A lot of what has been shared is the "how much" rather than the "how," and I suspect that the latter is important too.
When I first arrived here, one of my weekly tasks was to advise the church secretary of the readings for the morning service so that details and page numbers for the 'pew Bibles' could be included in the notice sheet. The demise of the notice sheet, and the building, and the morning service for that matter, meant that that stopped, but we continued to announce the page number along with the reading for a while. Then it became quite clear that no one uses the pew Bibles - some people bring their own, but most are content just to listen (and if the reader chooses a particularly odd translation we all have to!) so we reverted to simply announcing the book, chapter and verses. I have retained this as we've moved over to PowerPoint (other, apparently superior, projection software is available).
One of the worst uses of projection software, in my view, is to show the Bible passage. I cringe at some of the breaks that result, mid-sentence, between slides, and the blandness that results. If people are going to read the words, then let them read a real live Bible (or use their own electronic one if that's their thing). There is, I think, something vital (as in lively) about finding the page, learning to track down those three-page minor prophets or epistles, seeing how this passage sits in the middle of other stuff and maybe doesn't even match the heading the translators have chosen to use (and which some people actually think are there in the Hebrew/Greek - aaaaargh). If you have a real Bible, and keep it open, then you can see if what the preacher says is valid (or valid-ish anyway) and if the sermon gets too dull start reading around for yourself. I have a habit of looking up the odd verses people seem to love throwing in now and then, to see if they really do connect. All of this makes the Bible more 'alive' than just hearing or seeing it on a screen.

• **Dataset rows**:
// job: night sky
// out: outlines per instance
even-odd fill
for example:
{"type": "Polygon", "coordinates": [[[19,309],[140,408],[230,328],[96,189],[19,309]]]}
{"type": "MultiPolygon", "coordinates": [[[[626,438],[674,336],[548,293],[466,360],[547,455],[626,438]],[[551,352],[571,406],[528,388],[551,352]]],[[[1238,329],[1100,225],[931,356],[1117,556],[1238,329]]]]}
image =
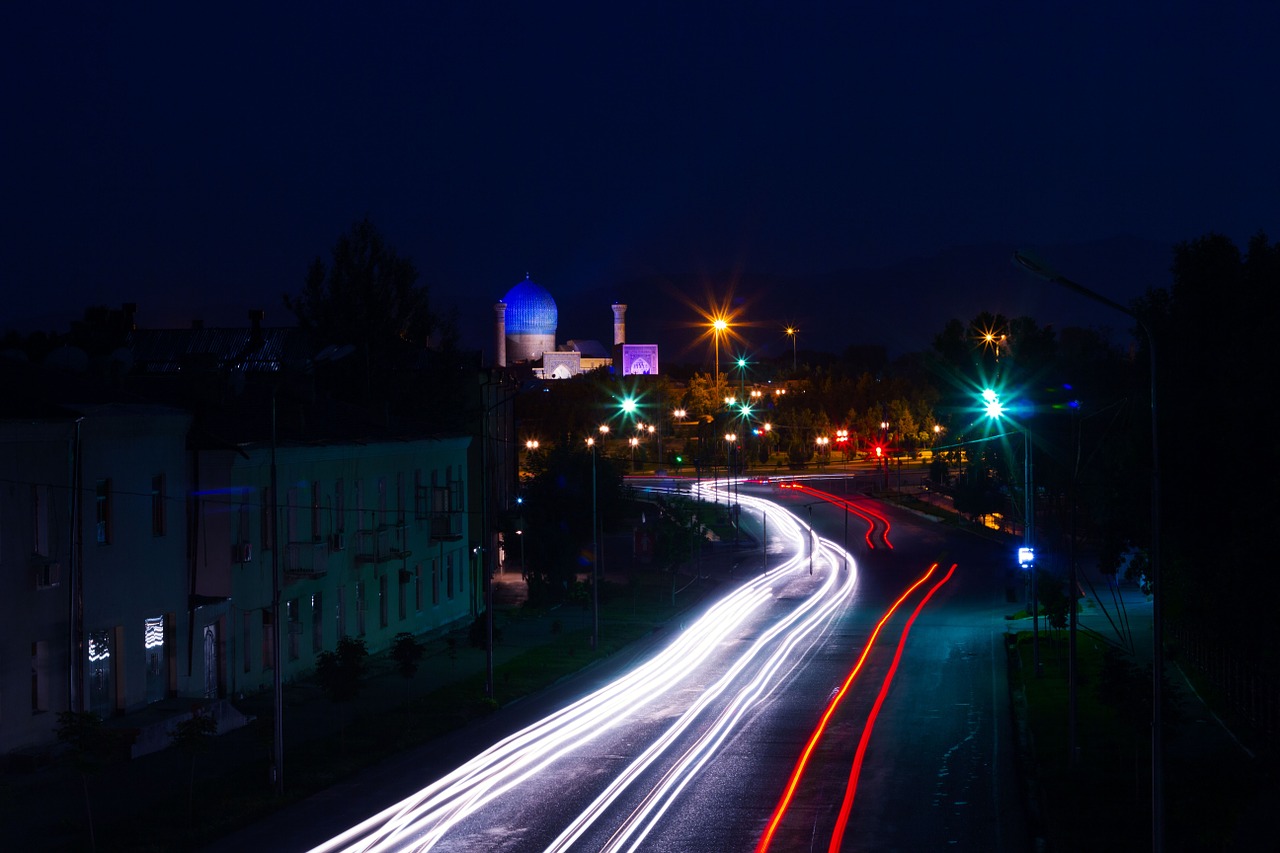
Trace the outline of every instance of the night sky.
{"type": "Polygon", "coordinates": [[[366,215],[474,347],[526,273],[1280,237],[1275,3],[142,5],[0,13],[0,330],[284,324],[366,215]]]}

• **What is asked**:
In the passage on reading the Bible during worship, which projection software did the congregation move over to? This exercise does not require the material.

• **Answer for this exercise**:
PowerPoint